[Saved data entries]
○ ○ ○ ○

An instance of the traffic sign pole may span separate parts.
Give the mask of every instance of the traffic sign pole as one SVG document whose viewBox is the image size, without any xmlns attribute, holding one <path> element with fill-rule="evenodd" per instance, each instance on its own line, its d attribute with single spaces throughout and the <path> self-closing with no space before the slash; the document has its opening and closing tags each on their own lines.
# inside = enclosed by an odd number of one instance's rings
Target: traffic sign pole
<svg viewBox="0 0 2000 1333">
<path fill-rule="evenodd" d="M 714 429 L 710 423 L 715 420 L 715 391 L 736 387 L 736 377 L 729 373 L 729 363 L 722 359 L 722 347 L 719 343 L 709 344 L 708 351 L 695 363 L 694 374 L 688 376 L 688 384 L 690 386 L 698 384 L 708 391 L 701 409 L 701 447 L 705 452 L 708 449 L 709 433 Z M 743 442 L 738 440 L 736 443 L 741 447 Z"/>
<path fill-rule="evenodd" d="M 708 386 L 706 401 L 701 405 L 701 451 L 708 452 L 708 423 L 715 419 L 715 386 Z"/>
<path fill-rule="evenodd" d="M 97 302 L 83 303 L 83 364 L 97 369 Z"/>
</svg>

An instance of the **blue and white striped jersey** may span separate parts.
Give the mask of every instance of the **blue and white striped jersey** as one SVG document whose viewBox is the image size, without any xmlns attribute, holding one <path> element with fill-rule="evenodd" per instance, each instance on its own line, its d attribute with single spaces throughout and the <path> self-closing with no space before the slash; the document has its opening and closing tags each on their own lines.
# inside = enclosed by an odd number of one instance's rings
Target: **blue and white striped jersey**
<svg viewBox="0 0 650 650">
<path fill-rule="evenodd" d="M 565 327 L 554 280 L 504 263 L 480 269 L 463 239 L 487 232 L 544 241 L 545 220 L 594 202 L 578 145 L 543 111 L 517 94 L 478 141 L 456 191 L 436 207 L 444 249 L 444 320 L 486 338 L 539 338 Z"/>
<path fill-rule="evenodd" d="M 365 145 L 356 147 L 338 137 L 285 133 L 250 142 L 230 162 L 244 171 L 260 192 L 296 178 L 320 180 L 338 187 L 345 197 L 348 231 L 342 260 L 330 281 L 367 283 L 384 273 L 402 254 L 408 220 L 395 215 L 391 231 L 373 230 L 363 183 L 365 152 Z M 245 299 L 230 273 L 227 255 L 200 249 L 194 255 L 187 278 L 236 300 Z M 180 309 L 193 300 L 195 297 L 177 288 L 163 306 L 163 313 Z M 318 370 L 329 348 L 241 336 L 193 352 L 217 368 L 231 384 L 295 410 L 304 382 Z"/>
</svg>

○ ○ ○ ○

▶ _WORK ORDER_:
Wherever the word "with" turns up in the records above, copy the line that holds it.

▶ _EXPECTED ANSWER_:
Give the mask of every instance of the traffic sign pole as one SVG document whose viewBox is the image size, without any xmlns attribute, holding one <path> element with fill-rule="evenodd" per instance, each instance on its own line, its d attribute with single spaces throughout and the <path> self-closing with no space before the slash; the document has its opening and closing tags each on their own lines.
Give the mask of every instance of the **blue and white striped jersey** as one SVG document whose viewBox is the image size, without any xmlns attribute, holding one <path> element with fill-rule="evenodd" per instance, each instance on its own line, its d attribute with single spaces throughout and the <path> self-closing with no space before the slash; the document has its opening and closing tags each on their own lines.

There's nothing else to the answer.